• **Description of the task**: Please quote all of the data below line for line, and leave the picture out.
-.-.-
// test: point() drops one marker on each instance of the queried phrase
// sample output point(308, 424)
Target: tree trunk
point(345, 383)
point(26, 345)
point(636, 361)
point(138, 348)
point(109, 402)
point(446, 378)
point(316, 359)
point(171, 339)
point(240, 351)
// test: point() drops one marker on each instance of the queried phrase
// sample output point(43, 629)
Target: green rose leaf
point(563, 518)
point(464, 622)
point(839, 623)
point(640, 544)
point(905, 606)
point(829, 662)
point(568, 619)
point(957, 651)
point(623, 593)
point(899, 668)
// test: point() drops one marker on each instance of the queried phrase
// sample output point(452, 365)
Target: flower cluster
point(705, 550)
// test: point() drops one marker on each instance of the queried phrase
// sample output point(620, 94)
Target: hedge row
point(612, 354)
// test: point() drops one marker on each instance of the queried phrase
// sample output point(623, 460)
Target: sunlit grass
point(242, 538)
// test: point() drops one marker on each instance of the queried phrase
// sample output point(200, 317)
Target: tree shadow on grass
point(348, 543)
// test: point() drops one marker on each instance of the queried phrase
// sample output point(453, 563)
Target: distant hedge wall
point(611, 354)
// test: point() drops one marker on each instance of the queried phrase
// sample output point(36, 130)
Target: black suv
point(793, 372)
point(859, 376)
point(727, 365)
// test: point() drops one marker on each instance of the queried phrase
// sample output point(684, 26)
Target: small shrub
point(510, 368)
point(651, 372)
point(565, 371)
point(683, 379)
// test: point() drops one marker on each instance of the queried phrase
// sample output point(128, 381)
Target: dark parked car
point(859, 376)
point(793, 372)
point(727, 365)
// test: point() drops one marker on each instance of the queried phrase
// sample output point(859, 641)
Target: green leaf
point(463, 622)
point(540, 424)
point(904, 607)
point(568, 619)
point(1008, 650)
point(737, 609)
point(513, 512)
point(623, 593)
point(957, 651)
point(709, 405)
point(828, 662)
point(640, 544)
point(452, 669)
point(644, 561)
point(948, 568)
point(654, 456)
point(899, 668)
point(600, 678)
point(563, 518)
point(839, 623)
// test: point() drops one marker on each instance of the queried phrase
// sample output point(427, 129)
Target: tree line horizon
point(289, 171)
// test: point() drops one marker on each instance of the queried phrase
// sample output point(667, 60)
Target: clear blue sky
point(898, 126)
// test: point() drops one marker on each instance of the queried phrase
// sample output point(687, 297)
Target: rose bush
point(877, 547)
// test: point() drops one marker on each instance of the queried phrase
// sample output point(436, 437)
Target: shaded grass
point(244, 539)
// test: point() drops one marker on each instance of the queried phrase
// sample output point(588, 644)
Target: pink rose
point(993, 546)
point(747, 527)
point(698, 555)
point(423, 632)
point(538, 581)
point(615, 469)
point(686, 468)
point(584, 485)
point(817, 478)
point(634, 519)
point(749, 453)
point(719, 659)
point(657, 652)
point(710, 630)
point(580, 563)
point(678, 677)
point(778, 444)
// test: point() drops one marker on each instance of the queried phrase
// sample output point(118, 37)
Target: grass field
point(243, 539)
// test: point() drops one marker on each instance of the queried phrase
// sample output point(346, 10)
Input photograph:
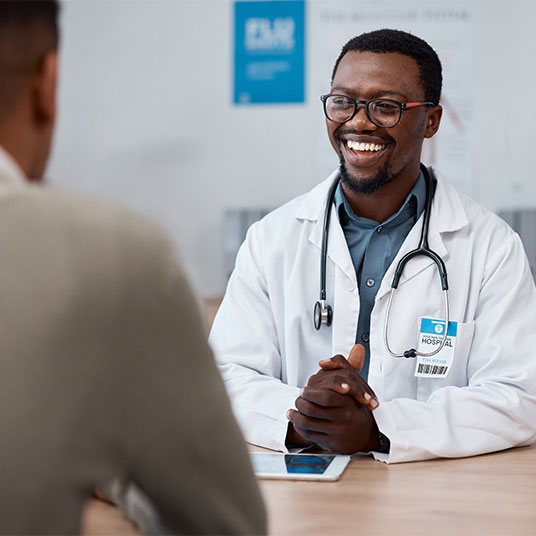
-.-.-
• **Written solution**:
// test: point() drops one marker on each instance of the queried phrase
// sample output point(308, 424)
Target: tree trunk
point(345, 383)
point(26, 345)
point(636, 361)
point(138, 348)
point(109, 402)
point(446, 378)
point(316, 359)
point(171, 339)
point(240, 351)
// test: point() drops one marker on each instance of the queried phrase
// sample output point(43, 629)
Target: green rose leaf
point(563, 518)
point(464, 622)
point(839, 623)
point(640, 544)
point(905, 606)
point(829, 662)
point(568, 619)
point(957, 651)
point(623, 593)
point(899, 668)
// test: point() drops one marker on each instance of the queried phrase
// sample output point(452, 365)
Target: flower cluster
point(705, 550)
// test: point() drops one marker on each instance of the queried phrase
// sample output point(620, 94)
Target: hedge row
point(612, 354)
// test: point() drops one marker on each instance of the queried phrase
// sample output point(623, 460)
Target: sunlit grass
point(242, 538)
// test: point() drops one marker on each instance of the queried phrase
// sample output point(200, 317)
Target: tree shadow on grass
point(348, 543)
// test: point() drops one marker on each instance of the queried phrase
// sample output point(453, 563)
Target: distant hedge wall
point(611, 354)
// test: point() drops one marker on each instance of the queried phrase
// sample output point(36, 130)
Target: black suv
point(793, 372)
point(859, 376)
point(727, 365)
// test: point() drops one marker on each instance of the queried phrase
// sample output point(684, 26)
Target: small shrub
point(510, 368)
point(651, 372)
point(565, 371)
point(683, 379)
// test: point() drops one marker on each instance of the queried phrase
// sample output point(128, 381)
Target: dark parked car
point(859, 376)
point(793, 372)
point(727, 365)
// test: point() drops one marker on each instance of the queried phrase
// sample output point(859, 641)
Target: green leaf
point(463, 622)
point(540, 424)
point(904, 607)
point(568, 619)
point(1008, 650)
point(737, 609)
point(513, 512)
point(623, 593)
point(957, 651)
point(709, 405)
point(828, 662)
point(640, 544)
point(452, 669)
point(644, 561)
point(948, 568)
point(654, 456)
point(899, 668)
point(600, 678)
point(563, 518)
point(839, 623)
// test: point() drops one marker on each instance of the queried phrase
// sample output point(427, 129)
Target: tree line horizon
point(289, 171)
// test: point() drops one marker on each instance of the queried phrase
// sample output point(667, 60)
Target: clear blue sky
point(898, 126)
// test: point() drops one marker on each instance of the queried phrase
// sample output point(687, 297)
Target: rose bush
point(877, 547)
// test: point() drops one marker on each instance of the queried phrase
// sample output point(436, 437)
Target: shaded grass
point(244, 539)
// test: point() drops one marker on each instance of the queried phrase
// sample output point(588, 644)
Target: pink rose
point(993, 546)
point(747, 527)
point(698, 555)
point(423, 632)
point(538, 581)
point(615, 469)
point(686, 468)
point(584, 485)
point(817, 478)
point(634, 519)
point(749, 453)
point(719, 659)
point(657, 652)
point(710, 630)
point(580, 563)
point(678, 677)
point(778, 444)
// test: point() drops one marker on each instance of the queried phrase
// sample output point(118, 37)
Target: grass field
point(243, 539)
// test: point() drops one marker on each instance of the queried phrase
// sample output point(346, 10)
Input photograph:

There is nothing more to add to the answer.